++++ ФРАГМЕНТ ТЕКСТА ++++

Бабушки и престарелые тетушки еще помнили времена, когда «изысканные» овощи: савойская капуста, шпинат, артишоки, козлобородник, спаржа – только-только появились на столах богачей. Бюргеры поскромнее довольствовались корнеплодами: репой, пастернаком, редисом, свеклой и редькой. Теперь они продавались в изобилии на рынке Грунтемаркт, просили за них недорого, и потому позволить себе их могли почти все. Широко распространились такие прежде невиданные овощи, как земляная груша (топинамбур), в обиход вошла разноцветная морковь: не только традиционная, ярко-желтая или новая, оранжевая, выращиваемая к северу от города, в Хорне, но и фиолетовая и темно-красная[341].

И даже если житель Амстердама наелся до отвала, стоило ему пройтись по городу, как его вкусовые рецепторы начинали молить о пощаде. В городе существовало два рыбных рынка: пресноводную рыбу продавали возле моста через Аудезейдс-Ворбургвал, а морскую и морепродукты – на огромном рынке на площади Дам – и два крытых мясных, с особыми отделениями для дичи и птицы. Ведь горожане чрезвычайно любили блюда из курятины и гусятины, зажаренной на вертеле или запекаемой в открытые и закрытые пироги и, спасибо кораблям Ост-Индской компании, обильно посыпаемой перцем. Коронным номером любого пышного пира считался пирог с начинкой из разных видов филе, в котором каждая птичка уютно устраивалась в тельце своей более крупной родственницы, так что гость мог добраться от цапли до жаворонка (через лебедя, каплуна, дикого гуся, шилохвость, свиязь, утку-широконоску, чибиса, голубя, ржанку, вальдшнепа и бекаса), причем из последнего вычищали все потроха, перемалывали до состояния паштета, а затем фаршировали ими снова. Выходит, что за один присест можно было проглотить целый птичник.

Как неустанно предостерегали проповедники, обжорство – смертный грех и непременно навлечет на чревоугодника возмездие. У амстердамских сладкоежек, постоянно лакомившихся бразильским сахаром, торговля которым полностью находилась в руках амстердамских же купцов, были безобразные, разрушенные кариесом зубы. Богачи закладывали в дупла гниющих коренных зубов зубную пасту, составленную из перемолотых каракатиц, кораллов, высушенных розовых лепестков и винного камня, причем увлажненную слюной пасту втирали прямо пальцами. А когда челюсть начинала пульсировать тупой, зловещей болью, спасались можжевеловым маслом или сушеной гвоздикой, откладывая визит к вооруженному щипцами хирургу, впрочем совершенно неизбежный. Если жертва зубной гнили, несмотря на предостережения проповедников, гордилась своей неотразимой улыбкой, то заказывала себе вставные челюсти из клыков гиппопотама, закреплявшиеся блестящей серебряной проволокой.

++++ СТРОКИ ДАННЫХ ++++

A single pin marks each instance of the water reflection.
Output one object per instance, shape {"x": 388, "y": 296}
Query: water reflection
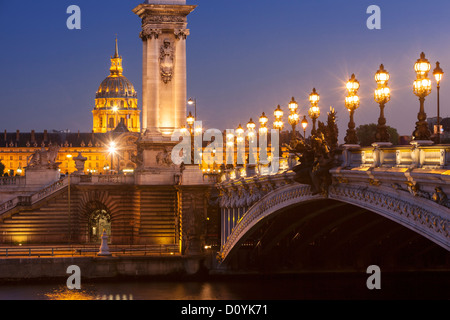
{"x": 328, "y": 287}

++++

> **ЧТО СДЕЛАТЬ**:
• A. Где, согласно фрагменту об амстердамской еде, продавали пресноводную рыбу?
• B. Объясните по фрагменту об амстердамской еде, почему корнеплоды могли позволить себе почти все.
• C. Перескажите фрагмент об амстердамской еде в трех предложениях.

> **ОТВЕТЫ**:
• A. Возле моста через Аудезейдс-Ворбургвал.

• B. Корнеплоды в изобилии продавались на рынке Грунтемаркт, и просили за них недорого. Поэтому позволить их себе могли почти все.

• C. Пока на столах богачей появлялись изысканные овощи, дешевые корнеплоды с рынка Грунтемаркт стали доступны почти всем, а в обиход вошли топинамбур и разноцветная морковь. В городе было два рыбных и два крытых мясных рынка, горожане очень любили курятину и гусятину, а коронным номером пышного пира считался пирог, в котором птицы были вложены одна в другую. У сладкоежек, постоянно лакомившихся сахаром, зубы разрушал кариес: богачи закладывали в дупла зубную пасту, от боли спасались можжевеловым маслом или гвоздикой, неизбежно шли к хирургу со щипцами и заказывали вставные челюсти из клыков гиппопотама.